ASSIGNMENT: Convert every line of the records below into a JSON list of strings, one string per line, with blank lines omitted. Leave the pictures out of your answer.

SUPPLIED RECORDS:
•••
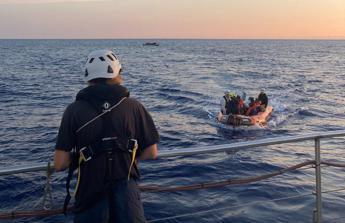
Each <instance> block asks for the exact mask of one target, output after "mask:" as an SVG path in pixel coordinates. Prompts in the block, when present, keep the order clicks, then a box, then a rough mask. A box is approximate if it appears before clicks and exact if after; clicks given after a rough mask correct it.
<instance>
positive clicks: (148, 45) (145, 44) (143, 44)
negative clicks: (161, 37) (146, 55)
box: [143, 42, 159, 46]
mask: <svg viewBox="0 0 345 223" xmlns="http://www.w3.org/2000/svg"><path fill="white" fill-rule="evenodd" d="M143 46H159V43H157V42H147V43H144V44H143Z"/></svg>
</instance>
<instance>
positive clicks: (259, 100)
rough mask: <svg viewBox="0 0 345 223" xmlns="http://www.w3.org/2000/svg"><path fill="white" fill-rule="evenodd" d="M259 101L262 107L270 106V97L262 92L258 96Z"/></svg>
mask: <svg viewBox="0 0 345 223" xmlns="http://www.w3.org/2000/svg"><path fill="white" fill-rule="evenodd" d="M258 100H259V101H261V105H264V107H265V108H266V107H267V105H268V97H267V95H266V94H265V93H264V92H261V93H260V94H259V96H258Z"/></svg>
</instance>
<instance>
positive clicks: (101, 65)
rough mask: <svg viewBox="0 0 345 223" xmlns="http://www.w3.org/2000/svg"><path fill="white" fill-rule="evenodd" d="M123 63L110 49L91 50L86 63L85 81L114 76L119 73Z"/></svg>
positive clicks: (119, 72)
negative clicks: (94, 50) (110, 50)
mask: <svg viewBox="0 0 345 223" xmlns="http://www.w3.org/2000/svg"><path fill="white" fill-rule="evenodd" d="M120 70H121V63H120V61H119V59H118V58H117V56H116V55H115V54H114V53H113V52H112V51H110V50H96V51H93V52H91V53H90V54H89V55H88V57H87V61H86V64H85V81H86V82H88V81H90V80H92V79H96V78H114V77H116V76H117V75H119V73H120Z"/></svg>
•••
TASK RESPONSE:
[
  "Each <instance> block asks for the exact mask of one target, output after \"mask:\" as an SVG path in pixel coordinates. Prompts in the block, when present, keep the order clicks, then a box, then a rough mask. A box is approximate if it appears before clicks and exact if after; clicks given after a rough mask correct it.",
  "<instance>",
  "positive clicks: (148, 45) (145, 44) (143, 44)",
  "negative clicks: (161, 37) (146, 55)",
  "box: [143, 42, 159, 46]",
  "mask: <svg viewBox=\"0 0 345 223\" xmlns=\"http://www.w3.org/2000/svg\"><path fill=\"white\" fill-rule=\"evenodd\" d=\"M143 46H159V43H157V42H147V43H144V44H143Z\"/></svg>",
  "</instance>",
  "<instance>",
  "positive clicks: (259, 100)",
  "rough mask: <svg viewBox=\"0 0 345 223\" xmlns=\"http://www.w3.org/2000/svg\"><path fill=\"white\" fill-rule=\"evenodd\" d=\"M259 101L262 107L270 106V97L262 92L258 96Z\"/></svg>",
  "mask: <svg viewBox=\"0 0 345 223\" xmlns=\"http://www.w3.org/2000/svg\"><path fill=\"white\" fill-rule=\"evenodd\" d=\"M258 100H259V101H261V105H264V107H265V108H266V107H267V105H268V97H267V95H266V94H265V93H264V92H261V93H260V94H259V96H258Z\"/></svg>",
  "</instance>",
  "<instance>",
  "positive clicks: (101, 65)",
  "rough mask: <svg viewBox=\"0 0 345 223\" xmlns=\"http://www.w3.org/2000/svg\"><path fill=\"white\" fill-rule=\"evenodd\" d=\"M123 63L110 49L91 50L86 63L85 81L114 76L119 73Z\"/></svg>",
  "positive clicks: (119, 72)",
  "negative clicks: (94, 50) (110, 50)",
  "mask: <svg viewBox=\"0 0 345 223\" xmlns=\"http://www.w3.org/2000/svg\"><path fill=\"white\" fill-rule=\"evenodd\" d=\"M120 70H121V63H120V61H119V59H118V58H117V56H116V55H115V54H114V53H113V52H112V51H110V50H96V51H93V52H91V53H90V54H89V55H88V57H87V61H86V64H85V81H86V82H88V81H90V80H92V79H96V78H114V77H116V76H117V75H119V73H120Z\"/></svg>"
]